Reading passage ▸
= Wilfrid Mellers =

English music critic and composer (1914–2008)

Wilfrid Howard Mellers (26 April 1914 – 17 May 2008) was an English music critic, musicologist and composer.

==Early life==
Born in Leamington, Warwickshire, Mellers was educated at the local Leamington College and later won a scholarship to Downing College, Cambridge, where he read English under F. R. Leavis. He later lodged with the Leavises for three years while pursuing a Music degree. Mellers also took private composition lessons in Oxford from Egon Wellesz and Edmund Rubbra. From 1938 he taught at Dartington Hall, and in September 1940 he married Vera Muriel Hobbs. He spent the Second World War working on the land as a conscientious objector.

==Career==
After writing many articles for Leavis's journal Scrutiny since the September 1936 issue, he appeared on the editorial board of the January 1942 issue, and continued in that position until the December 1948 issue. Mellers also wrote regularly as a critic and reviewer for New Statesman, The Listener, The New Republic, The Times Literary Supplement and The Musical Times.

Directions ▸
1. In the Wilfrid Mellers biography, how did Mellers spend the Second World War, and in what capacity?
2. Locate every line in the entries that contains the word "shirt" and copy each one out. Case counts.

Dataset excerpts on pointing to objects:
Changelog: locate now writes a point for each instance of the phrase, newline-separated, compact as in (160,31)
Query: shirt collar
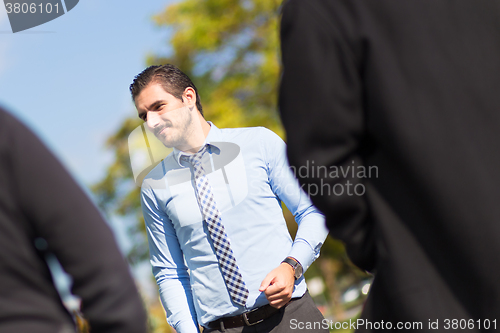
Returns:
(213,138)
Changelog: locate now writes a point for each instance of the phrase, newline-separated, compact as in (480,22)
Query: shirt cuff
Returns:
(303,252)
(187,326)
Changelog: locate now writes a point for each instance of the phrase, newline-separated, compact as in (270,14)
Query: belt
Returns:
(248,318)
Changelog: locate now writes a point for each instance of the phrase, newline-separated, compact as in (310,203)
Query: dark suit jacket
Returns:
(413,89)
(39,200)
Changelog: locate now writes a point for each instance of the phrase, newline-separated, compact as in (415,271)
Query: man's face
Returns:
(166,116)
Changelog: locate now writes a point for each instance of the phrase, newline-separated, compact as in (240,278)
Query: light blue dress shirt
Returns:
(250,177)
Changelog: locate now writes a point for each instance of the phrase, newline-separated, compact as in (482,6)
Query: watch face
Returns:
(298,272)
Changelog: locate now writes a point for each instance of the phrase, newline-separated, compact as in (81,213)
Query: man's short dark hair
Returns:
(171,78)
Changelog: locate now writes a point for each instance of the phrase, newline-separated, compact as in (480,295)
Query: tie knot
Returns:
(196,158)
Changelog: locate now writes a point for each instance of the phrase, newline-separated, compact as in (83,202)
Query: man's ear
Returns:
(189,96)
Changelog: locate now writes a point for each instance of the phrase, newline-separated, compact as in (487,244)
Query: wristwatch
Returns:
(297,267)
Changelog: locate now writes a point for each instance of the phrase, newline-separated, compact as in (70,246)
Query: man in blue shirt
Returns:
(219,245)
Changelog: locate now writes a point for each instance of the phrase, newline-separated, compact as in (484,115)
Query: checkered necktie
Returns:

Complete answers ▸
1. Mellers spent the Second World War working on the land as a conscientious objector.

2.
Query: shirt collar
Query: shirt cuff
Query: light blue dress shirt
Query: man in blue shirt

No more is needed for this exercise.